RECORD EXTRACTS:
^^^^

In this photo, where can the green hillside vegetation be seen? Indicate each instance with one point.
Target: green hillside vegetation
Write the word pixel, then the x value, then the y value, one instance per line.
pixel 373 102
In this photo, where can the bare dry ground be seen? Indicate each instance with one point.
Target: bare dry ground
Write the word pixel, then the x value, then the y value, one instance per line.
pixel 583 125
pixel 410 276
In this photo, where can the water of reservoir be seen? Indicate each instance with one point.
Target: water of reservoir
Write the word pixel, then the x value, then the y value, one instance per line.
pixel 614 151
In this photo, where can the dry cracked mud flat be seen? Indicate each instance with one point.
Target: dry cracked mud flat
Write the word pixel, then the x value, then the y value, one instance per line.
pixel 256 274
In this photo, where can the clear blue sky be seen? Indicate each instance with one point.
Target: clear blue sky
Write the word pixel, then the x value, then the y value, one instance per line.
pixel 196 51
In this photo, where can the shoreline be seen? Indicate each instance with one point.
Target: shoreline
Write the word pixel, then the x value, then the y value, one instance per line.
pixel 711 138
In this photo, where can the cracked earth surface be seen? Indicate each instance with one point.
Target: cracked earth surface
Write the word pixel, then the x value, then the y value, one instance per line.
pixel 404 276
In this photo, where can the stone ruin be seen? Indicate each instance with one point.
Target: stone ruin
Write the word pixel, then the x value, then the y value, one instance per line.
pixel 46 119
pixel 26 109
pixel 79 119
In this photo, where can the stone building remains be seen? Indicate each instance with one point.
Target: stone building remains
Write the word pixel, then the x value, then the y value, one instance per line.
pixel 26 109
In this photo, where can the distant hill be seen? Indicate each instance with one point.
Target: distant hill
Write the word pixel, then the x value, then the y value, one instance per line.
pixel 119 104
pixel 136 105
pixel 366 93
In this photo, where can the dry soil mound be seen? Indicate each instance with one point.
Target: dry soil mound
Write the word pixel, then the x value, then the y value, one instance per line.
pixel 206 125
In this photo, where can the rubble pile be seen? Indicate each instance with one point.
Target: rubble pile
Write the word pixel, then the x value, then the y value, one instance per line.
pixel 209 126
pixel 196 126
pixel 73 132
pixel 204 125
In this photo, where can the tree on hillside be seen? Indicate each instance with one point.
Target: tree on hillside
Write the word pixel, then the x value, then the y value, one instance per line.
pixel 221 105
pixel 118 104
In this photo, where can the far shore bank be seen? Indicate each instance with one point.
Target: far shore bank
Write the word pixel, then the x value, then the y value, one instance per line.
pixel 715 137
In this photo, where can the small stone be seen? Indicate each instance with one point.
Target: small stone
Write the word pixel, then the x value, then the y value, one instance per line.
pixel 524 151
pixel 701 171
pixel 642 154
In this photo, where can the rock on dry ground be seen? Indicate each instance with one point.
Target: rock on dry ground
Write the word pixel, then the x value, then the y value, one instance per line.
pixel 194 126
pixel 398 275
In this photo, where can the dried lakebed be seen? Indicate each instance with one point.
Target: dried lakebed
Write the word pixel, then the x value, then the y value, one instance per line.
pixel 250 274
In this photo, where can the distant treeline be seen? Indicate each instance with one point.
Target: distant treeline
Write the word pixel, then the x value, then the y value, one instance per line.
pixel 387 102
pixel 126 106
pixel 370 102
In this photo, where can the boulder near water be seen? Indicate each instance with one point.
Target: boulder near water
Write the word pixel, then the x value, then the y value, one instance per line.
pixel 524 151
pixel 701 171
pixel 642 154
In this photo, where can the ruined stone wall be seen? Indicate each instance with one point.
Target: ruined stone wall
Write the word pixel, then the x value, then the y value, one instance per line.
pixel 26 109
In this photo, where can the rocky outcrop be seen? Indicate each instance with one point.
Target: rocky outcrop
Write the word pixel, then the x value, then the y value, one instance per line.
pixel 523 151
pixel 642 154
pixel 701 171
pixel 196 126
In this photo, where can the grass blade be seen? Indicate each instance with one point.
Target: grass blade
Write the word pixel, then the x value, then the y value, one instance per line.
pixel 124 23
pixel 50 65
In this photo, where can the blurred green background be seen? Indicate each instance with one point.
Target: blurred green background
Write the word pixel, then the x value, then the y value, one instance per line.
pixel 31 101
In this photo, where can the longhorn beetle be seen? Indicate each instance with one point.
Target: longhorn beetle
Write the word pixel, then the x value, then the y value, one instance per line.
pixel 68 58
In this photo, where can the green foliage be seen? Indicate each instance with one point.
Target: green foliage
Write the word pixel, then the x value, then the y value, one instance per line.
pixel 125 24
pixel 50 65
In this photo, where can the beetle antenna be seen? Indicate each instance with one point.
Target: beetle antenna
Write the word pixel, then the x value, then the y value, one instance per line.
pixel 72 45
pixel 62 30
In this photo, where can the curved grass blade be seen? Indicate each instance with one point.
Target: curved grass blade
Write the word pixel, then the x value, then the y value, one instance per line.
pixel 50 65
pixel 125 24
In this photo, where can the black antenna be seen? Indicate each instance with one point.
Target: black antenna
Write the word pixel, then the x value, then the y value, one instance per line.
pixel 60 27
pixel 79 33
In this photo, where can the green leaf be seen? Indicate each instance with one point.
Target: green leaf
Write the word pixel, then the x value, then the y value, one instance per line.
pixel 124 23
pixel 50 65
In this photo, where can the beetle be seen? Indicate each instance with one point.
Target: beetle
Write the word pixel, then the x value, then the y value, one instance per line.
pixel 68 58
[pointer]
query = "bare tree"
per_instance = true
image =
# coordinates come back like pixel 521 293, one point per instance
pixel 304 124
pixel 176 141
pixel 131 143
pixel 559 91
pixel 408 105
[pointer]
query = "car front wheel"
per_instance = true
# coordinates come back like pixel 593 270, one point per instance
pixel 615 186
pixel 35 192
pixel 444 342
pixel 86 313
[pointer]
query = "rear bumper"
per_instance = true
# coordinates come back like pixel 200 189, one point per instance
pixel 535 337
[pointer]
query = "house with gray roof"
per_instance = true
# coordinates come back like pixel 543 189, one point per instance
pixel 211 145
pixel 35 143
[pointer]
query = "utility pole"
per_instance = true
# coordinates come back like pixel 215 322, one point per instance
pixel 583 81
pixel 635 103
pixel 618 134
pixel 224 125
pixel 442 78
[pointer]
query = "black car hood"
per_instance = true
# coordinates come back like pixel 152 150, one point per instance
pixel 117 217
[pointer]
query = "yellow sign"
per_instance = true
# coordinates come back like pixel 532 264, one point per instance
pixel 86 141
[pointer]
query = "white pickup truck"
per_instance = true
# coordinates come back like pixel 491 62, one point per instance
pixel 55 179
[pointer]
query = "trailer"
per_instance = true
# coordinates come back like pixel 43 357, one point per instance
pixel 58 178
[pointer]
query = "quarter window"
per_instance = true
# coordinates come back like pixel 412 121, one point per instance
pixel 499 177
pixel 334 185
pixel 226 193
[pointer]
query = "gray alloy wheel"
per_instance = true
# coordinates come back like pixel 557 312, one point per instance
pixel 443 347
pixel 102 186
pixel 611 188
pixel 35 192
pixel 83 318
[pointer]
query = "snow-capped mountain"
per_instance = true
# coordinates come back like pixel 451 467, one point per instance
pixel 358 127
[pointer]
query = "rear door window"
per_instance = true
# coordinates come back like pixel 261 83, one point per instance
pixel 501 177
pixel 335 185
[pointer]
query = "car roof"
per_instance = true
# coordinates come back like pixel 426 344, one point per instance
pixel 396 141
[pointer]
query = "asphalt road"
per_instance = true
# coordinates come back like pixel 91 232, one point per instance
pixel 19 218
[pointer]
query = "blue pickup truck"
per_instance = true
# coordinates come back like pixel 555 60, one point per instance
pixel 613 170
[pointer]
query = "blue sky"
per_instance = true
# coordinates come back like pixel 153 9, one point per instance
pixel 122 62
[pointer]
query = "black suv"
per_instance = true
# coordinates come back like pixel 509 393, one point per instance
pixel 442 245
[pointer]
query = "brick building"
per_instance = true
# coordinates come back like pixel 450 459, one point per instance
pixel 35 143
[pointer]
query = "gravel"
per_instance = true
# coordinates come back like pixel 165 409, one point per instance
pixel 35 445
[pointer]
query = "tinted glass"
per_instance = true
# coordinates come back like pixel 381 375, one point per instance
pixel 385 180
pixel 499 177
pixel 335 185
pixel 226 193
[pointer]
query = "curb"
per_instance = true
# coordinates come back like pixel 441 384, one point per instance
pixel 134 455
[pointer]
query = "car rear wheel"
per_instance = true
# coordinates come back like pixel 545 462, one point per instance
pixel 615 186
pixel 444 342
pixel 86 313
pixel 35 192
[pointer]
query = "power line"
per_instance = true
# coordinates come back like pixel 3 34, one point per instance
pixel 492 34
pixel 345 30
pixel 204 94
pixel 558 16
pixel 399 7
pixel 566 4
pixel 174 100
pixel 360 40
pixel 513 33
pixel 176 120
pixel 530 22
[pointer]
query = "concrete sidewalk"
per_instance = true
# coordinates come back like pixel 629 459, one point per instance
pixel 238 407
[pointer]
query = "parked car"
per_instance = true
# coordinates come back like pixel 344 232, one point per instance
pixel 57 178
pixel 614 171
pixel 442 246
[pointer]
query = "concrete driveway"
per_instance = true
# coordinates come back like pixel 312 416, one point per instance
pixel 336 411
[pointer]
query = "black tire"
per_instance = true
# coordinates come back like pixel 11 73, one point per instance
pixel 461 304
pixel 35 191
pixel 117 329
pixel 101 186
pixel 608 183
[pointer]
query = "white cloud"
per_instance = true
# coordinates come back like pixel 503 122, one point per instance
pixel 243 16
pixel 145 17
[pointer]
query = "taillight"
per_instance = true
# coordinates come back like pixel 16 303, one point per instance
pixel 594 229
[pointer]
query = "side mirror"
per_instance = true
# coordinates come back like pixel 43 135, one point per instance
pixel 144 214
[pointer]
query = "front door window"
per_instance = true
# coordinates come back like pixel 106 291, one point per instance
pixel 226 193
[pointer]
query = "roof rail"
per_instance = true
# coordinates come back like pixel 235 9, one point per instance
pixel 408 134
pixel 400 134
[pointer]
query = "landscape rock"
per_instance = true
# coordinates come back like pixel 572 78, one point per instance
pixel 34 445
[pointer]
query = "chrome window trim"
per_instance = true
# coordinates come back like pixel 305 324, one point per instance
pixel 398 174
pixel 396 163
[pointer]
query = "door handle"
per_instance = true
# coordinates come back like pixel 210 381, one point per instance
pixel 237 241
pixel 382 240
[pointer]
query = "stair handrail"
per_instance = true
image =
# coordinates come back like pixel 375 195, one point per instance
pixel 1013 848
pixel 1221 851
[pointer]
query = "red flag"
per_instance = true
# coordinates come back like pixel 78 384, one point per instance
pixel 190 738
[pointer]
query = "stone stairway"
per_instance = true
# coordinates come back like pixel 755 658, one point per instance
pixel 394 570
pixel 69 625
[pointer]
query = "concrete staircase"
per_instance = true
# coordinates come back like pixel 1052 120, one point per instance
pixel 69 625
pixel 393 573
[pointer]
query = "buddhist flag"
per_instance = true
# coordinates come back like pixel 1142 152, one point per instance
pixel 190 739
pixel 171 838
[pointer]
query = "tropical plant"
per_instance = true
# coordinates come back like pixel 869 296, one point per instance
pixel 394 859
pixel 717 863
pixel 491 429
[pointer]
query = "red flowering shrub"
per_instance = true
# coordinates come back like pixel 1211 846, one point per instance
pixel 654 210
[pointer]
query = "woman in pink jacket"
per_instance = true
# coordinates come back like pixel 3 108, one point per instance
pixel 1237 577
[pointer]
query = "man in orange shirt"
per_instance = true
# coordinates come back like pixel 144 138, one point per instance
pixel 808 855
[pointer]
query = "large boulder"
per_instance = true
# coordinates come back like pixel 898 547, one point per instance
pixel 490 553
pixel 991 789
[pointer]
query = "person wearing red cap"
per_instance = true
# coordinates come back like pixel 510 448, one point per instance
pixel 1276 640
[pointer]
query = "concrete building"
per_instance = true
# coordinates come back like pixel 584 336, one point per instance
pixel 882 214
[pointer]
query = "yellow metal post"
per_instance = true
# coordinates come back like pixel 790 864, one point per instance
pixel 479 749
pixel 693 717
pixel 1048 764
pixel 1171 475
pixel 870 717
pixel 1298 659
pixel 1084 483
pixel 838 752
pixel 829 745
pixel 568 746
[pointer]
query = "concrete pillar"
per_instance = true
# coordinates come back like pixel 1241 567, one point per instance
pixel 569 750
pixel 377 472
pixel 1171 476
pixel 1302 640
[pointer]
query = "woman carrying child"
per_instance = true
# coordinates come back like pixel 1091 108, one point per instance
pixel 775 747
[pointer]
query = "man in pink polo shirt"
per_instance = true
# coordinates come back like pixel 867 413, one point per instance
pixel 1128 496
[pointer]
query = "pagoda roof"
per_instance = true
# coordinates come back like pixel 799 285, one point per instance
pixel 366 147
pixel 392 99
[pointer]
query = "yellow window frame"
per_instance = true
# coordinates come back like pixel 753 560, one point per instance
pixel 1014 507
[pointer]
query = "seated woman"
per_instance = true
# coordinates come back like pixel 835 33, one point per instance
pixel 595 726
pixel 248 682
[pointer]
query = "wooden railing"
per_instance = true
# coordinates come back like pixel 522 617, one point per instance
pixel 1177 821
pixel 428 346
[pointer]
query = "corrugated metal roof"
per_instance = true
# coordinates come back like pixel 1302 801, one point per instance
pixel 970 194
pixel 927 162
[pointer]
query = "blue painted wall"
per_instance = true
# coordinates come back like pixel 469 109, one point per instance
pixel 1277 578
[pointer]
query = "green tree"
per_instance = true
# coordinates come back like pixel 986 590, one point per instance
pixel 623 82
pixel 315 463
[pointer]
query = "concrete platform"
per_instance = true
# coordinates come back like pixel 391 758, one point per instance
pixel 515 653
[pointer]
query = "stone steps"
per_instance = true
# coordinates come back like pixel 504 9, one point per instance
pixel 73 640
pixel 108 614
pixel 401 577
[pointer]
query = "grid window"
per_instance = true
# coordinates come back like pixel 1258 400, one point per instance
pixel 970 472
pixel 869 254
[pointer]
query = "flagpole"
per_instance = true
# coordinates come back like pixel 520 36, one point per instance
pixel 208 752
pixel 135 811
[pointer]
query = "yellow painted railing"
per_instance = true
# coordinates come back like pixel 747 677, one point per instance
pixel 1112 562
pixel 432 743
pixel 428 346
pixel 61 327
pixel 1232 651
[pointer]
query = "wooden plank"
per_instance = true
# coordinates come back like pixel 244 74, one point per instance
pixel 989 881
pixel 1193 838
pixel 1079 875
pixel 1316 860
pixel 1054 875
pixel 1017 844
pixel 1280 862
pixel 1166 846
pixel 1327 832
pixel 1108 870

^^^^

TASK DIRECTIONS: Copy out each line of the listing that holds "vegetation".

OUTPUT BELOW:
In this photo, where can the green hillside vegetation be seen? Indicate each instance with one point.
Target: green hillside vegetation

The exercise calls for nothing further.